WHAT IS BEING ASKED: Look through the records below for the line with "x=177, y=153" and the line with "x=160, y=187", then return those lines and all lines between, exactly.

------ EXCERPTED RECORDS

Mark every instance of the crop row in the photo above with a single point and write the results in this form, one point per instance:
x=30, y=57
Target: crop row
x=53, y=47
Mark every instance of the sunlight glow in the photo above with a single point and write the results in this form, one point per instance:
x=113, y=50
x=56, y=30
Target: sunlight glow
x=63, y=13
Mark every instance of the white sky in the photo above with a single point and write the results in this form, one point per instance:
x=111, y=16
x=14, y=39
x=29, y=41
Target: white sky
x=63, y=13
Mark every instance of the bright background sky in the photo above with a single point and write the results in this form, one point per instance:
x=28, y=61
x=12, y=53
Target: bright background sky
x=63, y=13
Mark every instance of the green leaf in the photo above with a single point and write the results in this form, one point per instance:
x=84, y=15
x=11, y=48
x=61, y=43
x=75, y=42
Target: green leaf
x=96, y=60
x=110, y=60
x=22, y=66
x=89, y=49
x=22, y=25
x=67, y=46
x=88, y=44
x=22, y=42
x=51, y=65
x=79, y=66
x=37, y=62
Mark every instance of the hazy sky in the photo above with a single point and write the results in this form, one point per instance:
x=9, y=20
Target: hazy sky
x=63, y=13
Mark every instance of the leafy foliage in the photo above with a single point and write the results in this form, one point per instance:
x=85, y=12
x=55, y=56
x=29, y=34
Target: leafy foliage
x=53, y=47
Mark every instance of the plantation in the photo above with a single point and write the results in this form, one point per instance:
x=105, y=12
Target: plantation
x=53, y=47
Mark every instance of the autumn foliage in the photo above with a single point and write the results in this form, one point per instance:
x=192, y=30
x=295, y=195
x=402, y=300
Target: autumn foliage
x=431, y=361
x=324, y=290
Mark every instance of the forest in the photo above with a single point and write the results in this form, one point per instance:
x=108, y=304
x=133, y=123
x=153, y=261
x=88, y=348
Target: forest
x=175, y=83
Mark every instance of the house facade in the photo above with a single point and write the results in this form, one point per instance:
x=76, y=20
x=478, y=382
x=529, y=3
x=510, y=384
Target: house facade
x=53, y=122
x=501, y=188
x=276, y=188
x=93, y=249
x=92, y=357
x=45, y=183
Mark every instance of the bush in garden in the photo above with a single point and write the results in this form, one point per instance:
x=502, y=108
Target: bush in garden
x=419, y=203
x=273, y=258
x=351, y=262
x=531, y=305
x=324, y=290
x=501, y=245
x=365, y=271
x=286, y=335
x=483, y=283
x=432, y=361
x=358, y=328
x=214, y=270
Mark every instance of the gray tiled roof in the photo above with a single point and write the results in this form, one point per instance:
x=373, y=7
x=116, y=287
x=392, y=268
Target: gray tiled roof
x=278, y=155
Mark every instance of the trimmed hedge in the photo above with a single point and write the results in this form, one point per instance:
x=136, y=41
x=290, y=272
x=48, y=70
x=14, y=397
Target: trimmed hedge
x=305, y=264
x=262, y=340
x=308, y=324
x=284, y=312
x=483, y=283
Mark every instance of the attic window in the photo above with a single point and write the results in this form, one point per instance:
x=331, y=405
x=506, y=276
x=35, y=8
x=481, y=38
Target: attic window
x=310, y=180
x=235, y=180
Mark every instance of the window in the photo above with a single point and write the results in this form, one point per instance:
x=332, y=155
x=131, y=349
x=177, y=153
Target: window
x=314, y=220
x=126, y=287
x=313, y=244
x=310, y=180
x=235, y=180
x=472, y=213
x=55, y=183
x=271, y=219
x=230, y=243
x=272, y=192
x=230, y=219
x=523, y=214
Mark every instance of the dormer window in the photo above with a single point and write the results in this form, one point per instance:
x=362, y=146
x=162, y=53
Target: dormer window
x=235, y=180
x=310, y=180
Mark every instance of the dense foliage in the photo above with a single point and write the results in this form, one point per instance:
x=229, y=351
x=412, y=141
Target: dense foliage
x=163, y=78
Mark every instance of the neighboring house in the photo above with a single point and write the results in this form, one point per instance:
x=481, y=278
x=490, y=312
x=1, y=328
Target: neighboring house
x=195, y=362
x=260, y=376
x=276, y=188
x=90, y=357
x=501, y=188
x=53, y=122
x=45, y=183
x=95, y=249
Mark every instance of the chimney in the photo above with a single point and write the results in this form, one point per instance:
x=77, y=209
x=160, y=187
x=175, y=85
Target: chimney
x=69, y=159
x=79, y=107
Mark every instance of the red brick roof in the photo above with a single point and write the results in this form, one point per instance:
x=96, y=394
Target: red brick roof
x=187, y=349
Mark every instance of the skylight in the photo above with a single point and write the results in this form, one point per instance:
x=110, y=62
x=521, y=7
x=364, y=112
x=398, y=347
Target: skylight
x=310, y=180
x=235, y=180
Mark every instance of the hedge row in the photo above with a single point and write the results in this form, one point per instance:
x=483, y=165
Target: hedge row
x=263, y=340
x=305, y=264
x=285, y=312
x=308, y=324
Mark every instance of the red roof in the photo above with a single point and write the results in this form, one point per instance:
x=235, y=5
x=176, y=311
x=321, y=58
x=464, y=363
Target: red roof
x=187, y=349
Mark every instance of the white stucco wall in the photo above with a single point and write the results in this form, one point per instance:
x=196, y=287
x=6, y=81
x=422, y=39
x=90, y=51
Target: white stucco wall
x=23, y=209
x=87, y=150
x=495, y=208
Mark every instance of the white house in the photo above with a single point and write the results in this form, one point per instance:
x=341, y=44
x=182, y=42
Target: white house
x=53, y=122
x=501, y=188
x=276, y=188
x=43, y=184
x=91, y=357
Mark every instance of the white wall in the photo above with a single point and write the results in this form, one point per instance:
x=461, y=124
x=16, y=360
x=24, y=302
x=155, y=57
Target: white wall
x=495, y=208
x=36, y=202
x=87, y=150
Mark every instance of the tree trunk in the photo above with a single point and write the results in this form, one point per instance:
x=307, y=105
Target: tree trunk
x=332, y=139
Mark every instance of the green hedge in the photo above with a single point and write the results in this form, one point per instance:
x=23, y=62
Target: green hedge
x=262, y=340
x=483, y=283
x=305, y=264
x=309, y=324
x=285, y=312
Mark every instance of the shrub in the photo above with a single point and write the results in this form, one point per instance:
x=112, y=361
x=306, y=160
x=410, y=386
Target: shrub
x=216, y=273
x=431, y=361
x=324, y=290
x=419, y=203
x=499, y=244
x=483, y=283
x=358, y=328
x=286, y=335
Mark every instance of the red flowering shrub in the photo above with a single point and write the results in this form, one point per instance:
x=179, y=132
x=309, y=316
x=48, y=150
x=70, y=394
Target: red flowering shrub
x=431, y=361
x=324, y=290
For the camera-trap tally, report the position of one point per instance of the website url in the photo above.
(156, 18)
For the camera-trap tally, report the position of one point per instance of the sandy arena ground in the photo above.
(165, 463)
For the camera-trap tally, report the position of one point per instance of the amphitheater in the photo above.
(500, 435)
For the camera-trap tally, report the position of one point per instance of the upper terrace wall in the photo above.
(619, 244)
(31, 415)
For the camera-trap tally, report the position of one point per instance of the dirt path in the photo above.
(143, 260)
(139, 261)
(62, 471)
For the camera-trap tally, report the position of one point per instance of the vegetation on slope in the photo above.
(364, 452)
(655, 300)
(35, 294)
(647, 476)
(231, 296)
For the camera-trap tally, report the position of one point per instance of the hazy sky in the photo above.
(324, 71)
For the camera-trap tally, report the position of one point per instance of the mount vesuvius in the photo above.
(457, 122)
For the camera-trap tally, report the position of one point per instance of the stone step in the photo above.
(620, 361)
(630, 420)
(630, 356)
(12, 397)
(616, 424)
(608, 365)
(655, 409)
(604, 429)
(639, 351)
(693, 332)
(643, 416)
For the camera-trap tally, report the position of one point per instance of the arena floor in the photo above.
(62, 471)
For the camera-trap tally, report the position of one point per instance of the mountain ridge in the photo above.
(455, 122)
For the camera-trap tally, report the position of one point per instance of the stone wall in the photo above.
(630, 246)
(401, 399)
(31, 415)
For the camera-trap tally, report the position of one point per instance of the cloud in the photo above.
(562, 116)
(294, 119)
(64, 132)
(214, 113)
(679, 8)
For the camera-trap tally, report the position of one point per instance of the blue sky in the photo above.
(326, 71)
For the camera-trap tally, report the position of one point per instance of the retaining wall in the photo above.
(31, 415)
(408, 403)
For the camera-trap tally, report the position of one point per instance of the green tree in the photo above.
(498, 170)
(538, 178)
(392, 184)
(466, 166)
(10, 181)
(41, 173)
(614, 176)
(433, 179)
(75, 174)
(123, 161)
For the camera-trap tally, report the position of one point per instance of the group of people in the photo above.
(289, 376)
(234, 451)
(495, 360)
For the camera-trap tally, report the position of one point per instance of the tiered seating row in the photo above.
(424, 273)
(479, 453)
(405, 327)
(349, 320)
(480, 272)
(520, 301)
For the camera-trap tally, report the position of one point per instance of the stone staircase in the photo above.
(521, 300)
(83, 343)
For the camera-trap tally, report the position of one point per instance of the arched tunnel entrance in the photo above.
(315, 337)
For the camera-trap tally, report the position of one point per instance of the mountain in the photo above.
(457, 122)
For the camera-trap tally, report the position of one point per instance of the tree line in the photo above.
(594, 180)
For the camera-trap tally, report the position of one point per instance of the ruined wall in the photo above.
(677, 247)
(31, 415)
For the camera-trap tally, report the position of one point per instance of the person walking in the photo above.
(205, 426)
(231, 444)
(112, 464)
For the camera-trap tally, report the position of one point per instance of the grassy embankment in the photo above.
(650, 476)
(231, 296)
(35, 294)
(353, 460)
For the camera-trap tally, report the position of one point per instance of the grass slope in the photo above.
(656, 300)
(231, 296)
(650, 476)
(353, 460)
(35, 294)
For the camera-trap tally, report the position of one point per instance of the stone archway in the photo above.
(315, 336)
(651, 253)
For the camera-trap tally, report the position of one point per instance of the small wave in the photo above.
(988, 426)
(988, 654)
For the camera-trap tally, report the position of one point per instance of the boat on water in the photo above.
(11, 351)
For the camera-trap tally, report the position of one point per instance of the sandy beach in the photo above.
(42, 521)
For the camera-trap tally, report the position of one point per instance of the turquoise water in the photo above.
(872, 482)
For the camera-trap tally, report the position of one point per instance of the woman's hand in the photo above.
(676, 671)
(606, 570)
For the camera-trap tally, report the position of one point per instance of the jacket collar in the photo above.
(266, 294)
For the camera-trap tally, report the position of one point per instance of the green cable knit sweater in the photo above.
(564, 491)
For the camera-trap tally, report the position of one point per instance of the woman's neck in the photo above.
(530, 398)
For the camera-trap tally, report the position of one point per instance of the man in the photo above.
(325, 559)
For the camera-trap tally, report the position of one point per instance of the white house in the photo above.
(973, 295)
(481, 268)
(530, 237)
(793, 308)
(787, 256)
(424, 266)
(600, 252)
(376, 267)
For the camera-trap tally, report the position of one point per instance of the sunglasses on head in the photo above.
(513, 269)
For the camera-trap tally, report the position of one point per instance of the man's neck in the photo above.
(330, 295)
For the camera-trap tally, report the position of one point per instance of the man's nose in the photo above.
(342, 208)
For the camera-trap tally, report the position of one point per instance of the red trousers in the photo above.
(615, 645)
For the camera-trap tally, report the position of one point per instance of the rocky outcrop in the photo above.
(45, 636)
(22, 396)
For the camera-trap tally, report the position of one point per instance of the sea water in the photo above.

------------

EXPECTED ANSWER:
x=177, y=153
Target: window
x=314, y=220
x=126, y=287
x=313, y=244
x=310, y=180
x=235, y=180
x=472, y=213
x=55, y=183
x=271, y=219
x=230, y=243
x=272, y=192
x=230, y=219
x=523, y=214
Mark every instance of the dormer window in the photo above with a single point and write the results in this form, one point per instance:
x=362, y=146
x=162, y=53
Target: dormer window
x=235, y=180
x=310, y=180
Mark every instance of the dense foliage in the photo above with a single point and write the results in this form, one point per instance:
x=229, y=351
x=412, y=141
Target: dense foliage
x=163, y=78
Mark every instance of the neighboring house in the photo above with a single point and write the results in this form, one point per instance:
x=481, y=278
x=490, y=312
x=1, y=328
Target: neighboring house
x=195, y=362
x=260, y=376
x=276, y=188
x=90, y=357
x=501, y=188
x=53, y=122
x=45, y=183
x=95, y=249
Mark every instance of the chimney in the photo above with a single point and write the results in this form, one point per instance:
x=77, y=209
x=160, y=187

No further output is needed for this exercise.